SET PROBLEM = Copy out the lines of the records verbatim, starting with the line that contains "# draw the outline of every instance of the grey" and going on through the line that contains "146), (881, 160)]]".

"""

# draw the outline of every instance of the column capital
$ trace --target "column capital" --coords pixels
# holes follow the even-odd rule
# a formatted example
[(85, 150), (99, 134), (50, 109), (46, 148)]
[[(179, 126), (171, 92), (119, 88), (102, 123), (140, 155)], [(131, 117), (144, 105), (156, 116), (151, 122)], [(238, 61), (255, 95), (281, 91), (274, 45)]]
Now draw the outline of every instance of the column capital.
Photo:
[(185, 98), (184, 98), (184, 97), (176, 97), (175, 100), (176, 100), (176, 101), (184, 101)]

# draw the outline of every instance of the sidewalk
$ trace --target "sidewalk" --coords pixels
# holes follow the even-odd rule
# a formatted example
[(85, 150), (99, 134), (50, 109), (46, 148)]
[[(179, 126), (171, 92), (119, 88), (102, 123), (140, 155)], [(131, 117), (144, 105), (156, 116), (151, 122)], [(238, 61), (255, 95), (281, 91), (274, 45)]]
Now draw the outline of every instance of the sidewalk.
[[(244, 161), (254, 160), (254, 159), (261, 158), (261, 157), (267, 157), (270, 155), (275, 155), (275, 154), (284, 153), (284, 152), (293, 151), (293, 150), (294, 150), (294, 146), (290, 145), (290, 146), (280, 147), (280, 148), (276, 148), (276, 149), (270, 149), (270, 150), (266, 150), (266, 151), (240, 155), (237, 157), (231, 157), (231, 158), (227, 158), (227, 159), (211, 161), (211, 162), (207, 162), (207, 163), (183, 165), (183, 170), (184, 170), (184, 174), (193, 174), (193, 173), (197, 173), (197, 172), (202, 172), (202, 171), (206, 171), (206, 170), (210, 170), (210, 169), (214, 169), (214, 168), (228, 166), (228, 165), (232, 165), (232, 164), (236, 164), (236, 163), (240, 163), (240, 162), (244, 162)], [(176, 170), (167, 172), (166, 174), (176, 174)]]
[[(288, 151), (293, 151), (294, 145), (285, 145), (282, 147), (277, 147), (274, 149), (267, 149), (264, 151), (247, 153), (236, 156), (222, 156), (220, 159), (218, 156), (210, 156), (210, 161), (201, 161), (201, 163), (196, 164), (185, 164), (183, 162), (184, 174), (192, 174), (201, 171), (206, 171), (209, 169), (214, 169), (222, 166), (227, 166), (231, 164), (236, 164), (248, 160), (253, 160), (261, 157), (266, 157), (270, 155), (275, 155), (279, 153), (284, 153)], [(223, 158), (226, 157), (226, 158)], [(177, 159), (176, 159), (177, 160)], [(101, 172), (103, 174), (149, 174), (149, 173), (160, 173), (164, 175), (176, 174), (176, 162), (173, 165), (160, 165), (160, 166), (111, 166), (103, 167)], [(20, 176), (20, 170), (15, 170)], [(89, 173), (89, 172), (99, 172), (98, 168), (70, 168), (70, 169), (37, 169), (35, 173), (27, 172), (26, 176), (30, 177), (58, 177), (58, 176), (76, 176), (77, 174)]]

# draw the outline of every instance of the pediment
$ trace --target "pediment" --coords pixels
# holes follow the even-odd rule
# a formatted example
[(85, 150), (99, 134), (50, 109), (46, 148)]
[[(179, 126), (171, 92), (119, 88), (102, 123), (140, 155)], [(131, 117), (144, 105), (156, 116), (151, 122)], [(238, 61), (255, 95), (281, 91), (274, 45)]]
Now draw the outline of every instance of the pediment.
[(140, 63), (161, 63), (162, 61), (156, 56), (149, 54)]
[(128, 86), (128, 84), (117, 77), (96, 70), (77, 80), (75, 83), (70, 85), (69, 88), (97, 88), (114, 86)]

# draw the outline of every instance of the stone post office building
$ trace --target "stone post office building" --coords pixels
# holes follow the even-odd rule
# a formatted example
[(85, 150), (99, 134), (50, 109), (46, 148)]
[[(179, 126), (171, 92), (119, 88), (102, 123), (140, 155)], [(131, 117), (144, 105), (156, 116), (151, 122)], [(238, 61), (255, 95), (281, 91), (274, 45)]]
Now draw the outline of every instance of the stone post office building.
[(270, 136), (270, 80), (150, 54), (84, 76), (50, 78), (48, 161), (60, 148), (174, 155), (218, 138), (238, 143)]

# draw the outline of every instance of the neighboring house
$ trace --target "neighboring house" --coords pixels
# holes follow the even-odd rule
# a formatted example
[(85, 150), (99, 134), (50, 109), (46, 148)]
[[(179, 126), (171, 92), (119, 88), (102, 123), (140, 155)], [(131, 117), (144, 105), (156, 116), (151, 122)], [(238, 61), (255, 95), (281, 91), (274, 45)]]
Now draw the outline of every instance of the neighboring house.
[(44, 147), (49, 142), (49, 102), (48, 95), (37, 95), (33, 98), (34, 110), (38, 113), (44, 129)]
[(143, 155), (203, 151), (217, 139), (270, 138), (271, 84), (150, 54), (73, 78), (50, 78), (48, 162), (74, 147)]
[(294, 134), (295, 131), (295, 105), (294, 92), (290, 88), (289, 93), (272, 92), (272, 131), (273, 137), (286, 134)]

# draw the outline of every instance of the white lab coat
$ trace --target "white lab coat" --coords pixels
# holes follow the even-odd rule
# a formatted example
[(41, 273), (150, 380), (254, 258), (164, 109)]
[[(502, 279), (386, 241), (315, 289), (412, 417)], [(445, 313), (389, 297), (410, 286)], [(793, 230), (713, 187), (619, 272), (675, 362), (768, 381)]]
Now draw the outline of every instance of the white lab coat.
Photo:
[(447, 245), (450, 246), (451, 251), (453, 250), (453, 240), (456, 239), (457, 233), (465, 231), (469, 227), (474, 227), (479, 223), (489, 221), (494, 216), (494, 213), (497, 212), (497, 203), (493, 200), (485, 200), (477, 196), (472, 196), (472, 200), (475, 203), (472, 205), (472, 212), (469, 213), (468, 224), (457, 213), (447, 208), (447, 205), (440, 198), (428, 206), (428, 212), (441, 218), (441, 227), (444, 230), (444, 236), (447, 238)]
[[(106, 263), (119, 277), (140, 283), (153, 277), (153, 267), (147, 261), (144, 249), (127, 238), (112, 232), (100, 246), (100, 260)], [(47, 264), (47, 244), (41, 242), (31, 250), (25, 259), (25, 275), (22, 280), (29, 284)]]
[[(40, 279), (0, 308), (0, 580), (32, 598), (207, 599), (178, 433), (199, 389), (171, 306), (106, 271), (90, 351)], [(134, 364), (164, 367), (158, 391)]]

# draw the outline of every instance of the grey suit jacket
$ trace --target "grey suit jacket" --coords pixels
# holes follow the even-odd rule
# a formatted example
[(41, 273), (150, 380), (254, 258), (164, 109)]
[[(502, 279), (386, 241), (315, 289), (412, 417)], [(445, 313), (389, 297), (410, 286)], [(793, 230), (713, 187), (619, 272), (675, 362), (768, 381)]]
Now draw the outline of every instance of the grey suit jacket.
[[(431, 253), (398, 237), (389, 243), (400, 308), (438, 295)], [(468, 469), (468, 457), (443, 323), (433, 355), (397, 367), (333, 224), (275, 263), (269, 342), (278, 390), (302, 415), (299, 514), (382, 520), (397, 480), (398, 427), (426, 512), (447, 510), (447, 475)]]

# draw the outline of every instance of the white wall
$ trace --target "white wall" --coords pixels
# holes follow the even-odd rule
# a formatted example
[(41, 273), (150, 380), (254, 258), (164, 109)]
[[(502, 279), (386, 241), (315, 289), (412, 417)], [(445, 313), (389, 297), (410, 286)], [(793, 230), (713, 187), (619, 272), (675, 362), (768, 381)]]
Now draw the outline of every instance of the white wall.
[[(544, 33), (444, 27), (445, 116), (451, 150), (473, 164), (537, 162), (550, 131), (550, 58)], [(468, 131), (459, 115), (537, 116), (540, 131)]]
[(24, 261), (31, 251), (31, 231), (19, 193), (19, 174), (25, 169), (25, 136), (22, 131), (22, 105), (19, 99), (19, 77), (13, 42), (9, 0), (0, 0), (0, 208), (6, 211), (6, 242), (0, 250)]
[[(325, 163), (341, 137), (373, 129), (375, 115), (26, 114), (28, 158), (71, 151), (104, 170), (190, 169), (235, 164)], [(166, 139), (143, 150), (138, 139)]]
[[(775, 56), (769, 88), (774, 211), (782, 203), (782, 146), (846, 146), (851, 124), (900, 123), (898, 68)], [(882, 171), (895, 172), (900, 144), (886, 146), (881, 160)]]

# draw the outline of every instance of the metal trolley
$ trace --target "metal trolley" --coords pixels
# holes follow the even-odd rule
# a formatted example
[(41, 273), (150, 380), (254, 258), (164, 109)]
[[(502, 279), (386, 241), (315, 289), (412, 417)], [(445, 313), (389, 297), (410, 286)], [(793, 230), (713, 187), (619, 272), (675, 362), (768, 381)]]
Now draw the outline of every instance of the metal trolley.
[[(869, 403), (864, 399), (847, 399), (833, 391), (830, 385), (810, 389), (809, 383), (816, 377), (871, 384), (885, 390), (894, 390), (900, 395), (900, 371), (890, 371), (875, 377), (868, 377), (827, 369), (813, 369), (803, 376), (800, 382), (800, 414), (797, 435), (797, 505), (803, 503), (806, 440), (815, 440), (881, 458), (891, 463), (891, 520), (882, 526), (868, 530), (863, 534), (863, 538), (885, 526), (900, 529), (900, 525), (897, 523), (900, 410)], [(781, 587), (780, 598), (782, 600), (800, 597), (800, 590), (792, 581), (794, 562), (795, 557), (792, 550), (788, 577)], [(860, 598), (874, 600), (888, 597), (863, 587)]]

"""

EXPECTED ANSWER =
# draw the outline of every instance of the grey suit jacket
$ trace --target "grey suit jacket" --coords pixels
# holes follow the even-odd rule
# a formatted example
[(41, 273), (150, 380), (254, 258), (164, 109)]
[[(502, 279), (386, 241), (315, 289), (412, 417)], [(445, 313), (389, 297), (410, 286)], [(793, 230), (713, 187), (619, 272), (675, 362), (768, 381)]]
Now draw the outline of every instance of the grey suit jacket.
[[(431, 253), (398, 237), (389, 243), (400, 308), (438, 295)], [(468, 469), (468, 457), (443, 323), (433, 355), (397, 367), (333, 224), (275, 263), (269, 342), (278, 390), (302, 415), (299, 514), (382, 520), (397, 480), (398, 427), (426, 512), (447, 510), (447, 475)]]

# draw the outline of every instance of the white wall
$ trace --target "white wall" --coords pixels
# holes follow the even-odd rule
# a formatted example
[(41, 273), (150, 380), (254, 258), (164, 109)]
[[(502, 279), (386, 241), (315, 289), (412, 417)], [(445, 313), (389, 297), (410, 286)], [(793, 230), (713, 187), (619, 272), (675, 362), (768, 381)]]
Now draw the outline of every instance of the white wall.
[[(544, 33), (444, 27), (445, 116), (451, 150), (473, 164), (537, 162), (550, 131), (550, 58)], [(468, 131), (459, 115), (537, 116), (540, 131)]]
[(24, 261), (31, 251), (31, 231), (19, 193), (19, 174), (25, 169), (25, 136), (22, 131), (22, 105), (19, 99), (19, 77), (13, 42), (9, 0), (0, 0), (0, 208), (6, 211), (6, 242), (0, 250)]
[[(325, 163), (341, 137), (373, 129), (375, 115), (26, 114), (28, 158), (71, 151), (104, 170), (190, 169), (235, 164)], [(166, 139), (143, 150), (138, 139)]]
[[(775, 56), (769, 88), (774, 211), (782, 203), (782, 146), (846, 146), (851, 124), (900, 123), (898, 68)], [(882, 171), (895, 172), (900, 144), (886, 146), (881, 160)]]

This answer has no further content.